§ Assignment: Your task is to output, without alteration, each line from the one containing "field with a single marker." through the final line of the records below.

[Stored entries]
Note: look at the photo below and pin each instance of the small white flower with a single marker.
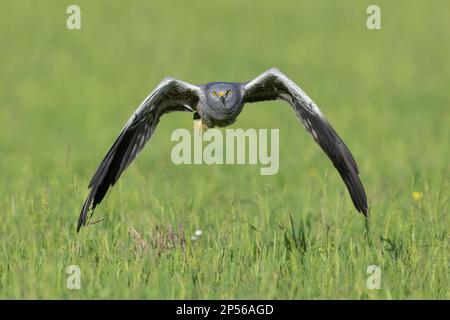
(198, 233)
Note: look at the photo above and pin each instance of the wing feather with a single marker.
(170, 95)
(272, 85)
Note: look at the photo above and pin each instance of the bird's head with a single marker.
(223, 96)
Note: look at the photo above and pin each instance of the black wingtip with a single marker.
(356, 190)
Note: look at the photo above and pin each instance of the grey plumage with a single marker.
(219, 104)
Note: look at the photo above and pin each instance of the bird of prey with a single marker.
(219, 104)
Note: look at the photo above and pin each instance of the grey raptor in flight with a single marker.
(219, 104)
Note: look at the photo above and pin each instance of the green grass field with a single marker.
(65, 95)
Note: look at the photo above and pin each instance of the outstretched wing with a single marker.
(170, 95)
(272, 85)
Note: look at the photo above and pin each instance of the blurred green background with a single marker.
(65, 95)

§ Answer area:
Note: look at the photo above and pin each instance of the green grass field with a single marker.
(65, 95)
Note: look at the photo above and pin each instance of the outstretched wing with a single marker.
(170, 95)
(272, 85)
Note: look at the photo above and pin each instance of the blurred green background with a single marker.
(65, 95)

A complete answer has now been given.